## Description of the task
Count the lines in the items below that contain the string "negative", and reply with that number alone.

## Source records
▼
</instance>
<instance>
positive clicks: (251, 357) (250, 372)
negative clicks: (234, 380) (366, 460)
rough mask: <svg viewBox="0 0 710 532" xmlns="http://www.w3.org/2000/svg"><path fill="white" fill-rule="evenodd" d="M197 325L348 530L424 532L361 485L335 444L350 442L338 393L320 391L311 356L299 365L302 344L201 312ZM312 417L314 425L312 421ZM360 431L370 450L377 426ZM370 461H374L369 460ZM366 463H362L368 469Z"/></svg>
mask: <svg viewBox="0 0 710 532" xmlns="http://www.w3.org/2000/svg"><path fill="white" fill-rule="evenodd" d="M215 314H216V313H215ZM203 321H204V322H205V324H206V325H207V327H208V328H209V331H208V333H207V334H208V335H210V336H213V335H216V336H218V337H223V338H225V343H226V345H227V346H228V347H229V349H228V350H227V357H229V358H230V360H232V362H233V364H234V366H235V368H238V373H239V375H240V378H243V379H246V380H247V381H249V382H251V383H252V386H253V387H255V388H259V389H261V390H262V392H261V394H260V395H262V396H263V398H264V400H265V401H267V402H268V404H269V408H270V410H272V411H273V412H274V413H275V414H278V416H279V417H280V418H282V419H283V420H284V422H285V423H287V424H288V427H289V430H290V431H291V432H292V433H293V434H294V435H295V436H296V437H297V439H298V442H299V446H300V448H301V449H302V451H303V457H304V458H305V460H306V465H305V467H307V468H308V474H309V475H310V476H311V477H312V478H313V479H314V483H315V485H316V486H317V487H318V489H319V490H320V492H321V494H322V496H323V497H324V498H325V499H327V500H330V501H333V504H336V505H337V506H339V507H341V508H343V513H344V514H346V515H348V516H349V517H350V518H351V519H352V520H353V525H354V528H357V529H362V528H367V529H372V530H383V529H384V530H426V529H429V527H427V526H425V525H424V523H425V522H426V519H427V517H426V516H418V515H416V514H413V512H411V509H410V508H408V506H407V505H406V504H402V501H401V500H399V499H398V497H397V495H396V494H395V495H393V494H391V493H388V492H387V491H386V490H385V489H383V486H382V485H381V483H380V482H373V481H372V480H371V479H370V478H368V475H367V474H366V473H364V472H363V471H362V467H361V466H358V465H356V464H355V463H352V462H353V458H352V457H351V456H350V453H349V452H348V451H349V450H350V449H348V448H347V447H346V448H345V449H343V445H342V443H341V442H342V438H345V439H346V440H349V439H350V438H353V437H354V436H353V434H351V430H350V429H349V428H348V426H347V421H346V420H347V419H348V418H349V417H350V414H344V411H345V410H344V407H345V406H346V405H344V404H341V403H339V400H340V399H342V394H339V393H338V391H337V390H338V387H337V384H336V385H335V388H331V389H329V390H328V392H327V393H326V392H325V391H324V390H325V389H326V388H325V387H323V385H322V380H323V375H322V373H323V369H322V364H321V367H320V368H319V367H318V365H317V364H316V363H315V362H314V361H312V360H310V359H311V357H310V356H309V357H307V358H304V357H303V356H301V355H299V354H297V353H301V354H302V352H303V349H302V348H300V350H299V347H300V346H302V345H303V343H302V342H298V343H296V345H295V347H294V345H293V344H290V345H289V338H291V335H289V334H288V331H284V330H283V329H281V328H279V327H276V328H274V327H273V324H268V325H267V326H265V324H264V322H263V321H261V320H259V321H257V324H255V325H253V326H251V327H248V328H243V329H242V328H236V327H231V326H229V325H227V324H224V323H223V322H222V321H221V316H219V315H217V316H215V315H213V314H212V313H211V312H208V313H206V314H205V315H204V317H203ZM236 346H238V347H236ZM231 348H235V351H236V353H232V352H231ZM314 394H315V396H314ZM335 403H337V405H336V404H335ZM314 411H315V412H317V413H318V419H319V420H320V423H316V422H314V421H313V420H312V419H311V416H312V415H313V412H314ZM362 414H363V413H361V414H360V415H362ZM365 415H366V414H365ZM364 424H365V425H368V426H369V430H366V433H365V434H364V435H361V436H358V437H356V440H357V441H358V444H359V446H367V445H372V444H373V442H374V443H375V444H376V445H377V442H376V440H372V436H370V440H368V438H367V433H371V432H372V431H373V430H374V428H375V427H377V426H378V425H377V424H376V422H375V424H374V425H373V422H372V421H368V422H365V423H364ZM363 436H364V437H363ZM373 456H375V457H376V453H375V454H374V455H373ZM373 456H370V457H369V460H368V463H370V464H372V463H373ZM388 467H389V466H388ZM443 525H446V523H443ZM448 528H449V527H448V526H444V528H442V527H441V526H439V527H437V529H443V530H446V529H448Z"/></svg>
▲
▼
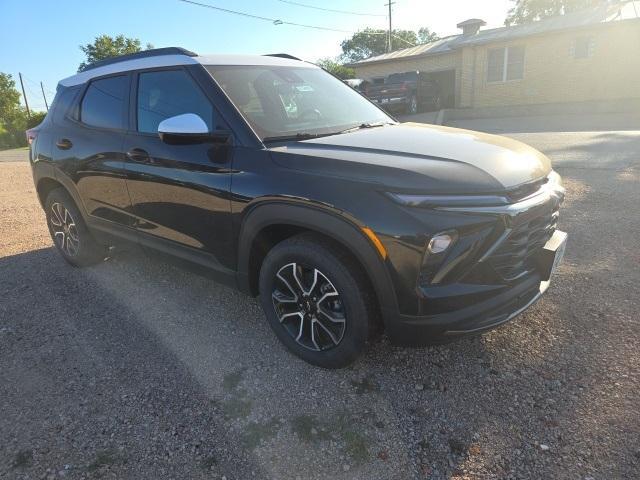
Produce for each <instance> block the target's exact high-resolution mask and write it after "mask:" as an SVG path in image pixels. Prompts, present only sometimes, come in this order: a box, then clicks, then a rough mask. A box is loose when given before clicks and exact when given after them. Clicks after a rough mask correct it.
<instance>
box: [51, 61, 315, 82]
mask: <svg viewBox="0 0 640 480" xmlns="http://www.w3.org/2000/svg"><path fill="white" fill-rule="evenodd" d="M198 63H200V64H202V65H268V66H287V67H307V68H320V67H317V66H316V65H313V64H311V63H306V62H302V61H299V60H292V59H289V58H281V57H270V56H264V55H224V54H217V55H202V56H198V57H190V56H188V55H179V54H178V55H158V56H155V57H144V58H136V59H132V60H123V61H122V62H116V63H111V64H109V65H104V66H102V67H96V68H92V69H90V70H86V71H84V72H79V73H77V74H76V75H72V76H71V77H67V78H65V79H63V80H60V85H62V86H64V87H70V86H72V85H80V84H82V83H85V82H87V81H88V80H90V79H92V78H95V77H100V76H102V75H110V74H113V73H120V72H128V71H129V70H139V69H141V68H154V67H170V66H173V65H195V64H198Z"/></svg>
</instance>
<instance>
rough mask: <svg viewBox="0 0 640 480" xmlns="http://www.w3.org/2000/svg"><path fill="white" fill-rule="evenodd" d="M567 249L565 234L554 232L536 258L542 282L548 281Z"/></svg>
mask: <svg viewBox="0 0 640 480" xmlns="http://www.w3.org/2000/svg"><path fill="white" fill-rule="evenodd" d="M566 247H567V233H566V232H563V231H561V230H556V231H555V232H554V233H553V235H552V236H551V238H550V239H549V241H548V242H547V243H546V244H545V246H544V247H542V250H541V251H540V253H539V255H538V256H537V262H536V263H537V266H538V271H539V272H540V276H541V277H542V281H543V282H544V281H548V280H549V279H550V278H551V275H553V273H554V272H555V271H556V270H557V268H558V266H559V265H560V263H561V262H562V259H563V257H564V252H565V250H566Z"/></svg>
▲
▼
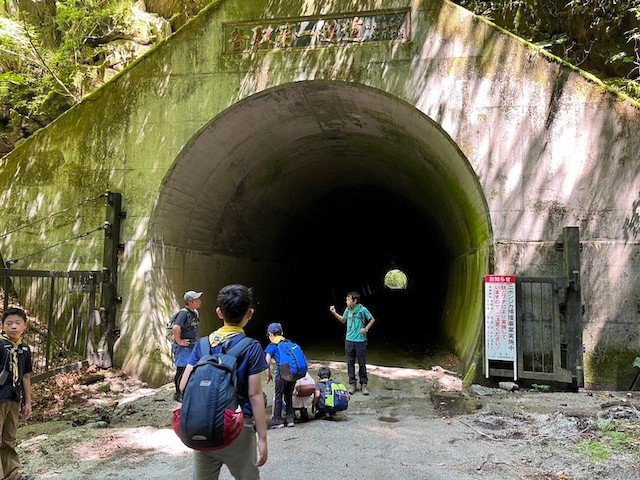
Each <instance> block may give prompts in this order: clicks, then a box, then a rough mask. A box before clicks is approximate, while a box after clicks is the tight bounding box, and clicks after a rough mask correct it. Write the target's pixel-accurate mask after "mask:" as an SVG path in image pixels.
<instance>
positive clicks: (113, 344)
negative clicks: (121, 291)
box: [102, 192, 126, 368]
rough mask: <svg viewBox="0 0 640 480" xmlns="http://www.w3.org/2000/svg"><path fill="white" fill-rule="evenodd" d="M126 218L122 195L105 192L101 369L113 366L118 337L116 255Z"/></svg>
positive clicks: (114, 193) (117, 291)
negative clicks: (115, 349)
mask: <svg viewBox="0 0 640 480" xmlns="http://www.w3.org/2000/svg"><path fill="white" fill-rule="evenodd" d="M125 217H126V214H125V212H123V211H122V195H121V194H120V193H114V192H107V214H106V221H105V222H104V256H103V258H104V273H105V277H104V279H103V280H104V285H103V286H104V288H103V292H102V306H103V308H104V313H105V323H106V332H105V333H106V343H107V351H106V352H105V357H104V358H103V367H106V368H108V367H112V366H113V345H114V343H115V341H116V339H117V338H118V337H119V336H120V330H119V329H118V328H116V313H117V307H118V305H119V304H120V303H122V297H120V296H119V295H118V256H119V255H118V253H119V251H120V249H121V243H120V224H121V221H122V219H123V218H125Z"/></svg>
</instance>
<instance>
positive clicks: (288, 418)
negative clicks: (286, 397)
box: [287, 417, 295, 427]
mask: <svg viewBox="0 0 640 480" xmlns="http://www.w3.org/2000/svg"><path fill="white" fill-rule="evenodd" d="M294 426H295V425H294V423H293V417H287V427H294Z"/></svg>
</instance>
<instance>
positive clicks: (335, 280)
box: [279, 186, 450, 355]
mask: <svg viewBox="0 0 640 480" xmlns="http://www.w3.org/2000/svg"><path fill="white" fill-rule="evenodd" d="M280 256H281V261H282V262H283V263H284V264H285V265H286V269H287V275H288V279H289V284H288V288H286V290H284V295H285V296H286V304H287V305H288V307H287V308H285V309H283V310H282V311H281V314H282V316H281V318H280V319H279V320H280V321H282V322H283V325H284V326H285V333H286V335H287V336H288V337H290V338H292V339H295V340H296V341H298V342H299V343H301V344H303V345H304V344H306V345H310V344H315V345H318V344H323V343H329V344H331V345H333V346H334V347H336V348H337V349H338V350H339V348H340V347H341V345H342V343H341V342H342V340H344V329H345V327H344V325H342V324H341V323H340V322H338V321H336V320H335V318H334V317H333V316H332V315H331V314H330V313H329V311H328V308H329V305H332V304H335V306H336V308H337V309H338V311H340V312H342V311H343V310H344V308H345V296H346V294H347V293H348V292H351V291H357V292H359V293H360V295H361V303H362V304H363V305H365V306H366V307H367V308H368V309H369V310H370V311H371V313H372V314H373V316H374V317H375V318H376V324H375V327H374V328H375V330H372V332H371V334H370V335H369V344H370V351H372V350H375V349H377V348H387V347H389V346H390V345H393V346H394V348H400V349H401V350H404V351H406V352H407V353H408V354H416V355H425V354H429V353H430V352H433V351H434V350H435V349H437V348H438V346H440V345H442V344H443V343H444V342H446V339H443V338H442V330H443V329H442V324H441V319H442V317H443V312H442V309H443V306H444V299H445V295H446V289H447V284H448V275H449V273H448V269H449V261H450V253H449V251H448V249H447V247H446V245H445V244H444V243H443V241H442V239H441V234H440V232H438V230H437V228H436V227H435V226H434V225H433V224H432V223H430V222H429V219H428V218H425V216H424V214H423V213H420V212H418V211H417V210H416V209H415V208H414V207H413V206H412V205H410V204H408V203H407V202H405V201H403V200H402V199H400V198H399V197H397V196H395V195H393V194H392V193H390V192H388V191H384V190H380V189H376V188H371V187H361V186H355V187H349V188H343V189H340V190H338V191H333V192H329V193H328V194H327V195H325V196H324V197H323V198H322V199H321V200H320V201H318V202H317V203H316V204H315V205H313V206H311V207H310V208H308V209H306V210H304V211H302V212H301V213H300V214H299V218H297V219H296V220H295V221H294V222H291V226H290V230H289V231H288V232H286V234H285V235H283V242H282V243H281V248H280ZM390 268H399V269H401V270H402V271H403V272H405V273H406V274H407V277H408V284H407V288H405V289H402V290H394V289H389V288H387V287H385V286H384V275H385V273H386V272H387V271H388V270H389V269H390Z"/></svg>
▲
## Response
4